:: Task description ::
Pull out every line of the records below that contains the string "distant", copying each one in full. Case counts when matching.
-----
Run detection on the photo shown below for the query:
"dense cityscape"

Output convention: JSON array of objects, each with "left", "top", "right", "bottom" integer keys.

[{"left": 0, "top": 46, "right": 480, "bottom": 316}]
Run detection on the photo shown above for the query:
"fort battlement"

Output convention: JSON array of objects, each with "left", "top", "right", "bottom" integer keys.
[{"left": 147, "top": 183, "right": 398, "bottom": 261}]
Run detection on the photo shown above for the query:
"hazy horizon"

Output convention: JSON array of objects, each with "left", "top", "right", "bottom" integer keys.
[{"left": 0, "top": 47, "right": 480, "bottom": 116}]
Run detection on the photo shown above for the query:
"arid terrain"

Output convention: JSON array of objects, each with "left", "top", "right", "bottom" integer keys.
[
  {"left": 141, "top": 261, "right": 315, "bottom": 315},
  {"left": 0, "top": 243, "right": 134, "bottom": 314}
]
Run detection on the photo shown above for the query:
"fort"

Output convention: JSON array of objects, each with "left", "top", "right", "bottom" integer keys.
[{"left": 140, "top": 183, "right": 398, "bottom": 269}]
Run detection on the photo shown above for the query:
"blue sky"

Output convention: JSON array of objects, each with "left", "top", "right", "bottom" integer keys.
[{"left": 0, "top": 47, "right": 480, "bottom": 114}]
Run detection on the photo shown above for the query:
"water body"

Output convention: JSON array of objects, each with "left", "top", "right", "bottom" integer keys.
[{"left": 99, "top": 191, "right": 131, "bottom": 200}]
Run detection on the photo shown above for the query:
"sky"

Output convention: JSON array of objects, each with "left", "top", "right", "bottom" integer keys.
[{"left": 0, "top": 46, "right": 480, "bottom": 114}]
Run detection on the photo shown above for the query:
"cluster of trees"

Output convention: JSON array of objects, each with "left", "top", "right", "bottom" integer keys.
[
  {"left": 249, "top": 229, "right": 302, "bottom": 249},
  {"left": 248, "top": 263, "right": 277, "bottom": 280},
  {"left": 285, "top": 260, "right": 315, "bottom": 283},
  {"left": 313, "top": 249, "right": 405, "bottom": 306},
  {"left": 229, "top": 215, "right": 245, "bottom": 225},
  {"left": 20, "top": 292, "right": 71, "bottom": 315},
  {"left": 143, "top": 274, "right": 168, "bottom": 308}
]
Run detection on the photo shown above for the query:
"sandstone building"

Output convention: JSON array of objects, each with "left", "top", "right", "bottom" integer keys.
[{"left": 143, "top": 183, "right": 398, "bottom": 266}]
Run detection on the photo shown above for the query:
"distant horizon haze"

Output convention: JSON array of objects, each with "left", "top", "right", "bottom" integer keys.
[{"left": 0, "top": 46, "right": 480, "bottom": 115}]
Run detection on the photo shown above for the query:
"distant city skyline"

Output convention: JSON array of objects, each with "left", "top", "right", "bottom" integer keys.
-----
:: Solution ::
"distant horizon haze"
"distant city skyline"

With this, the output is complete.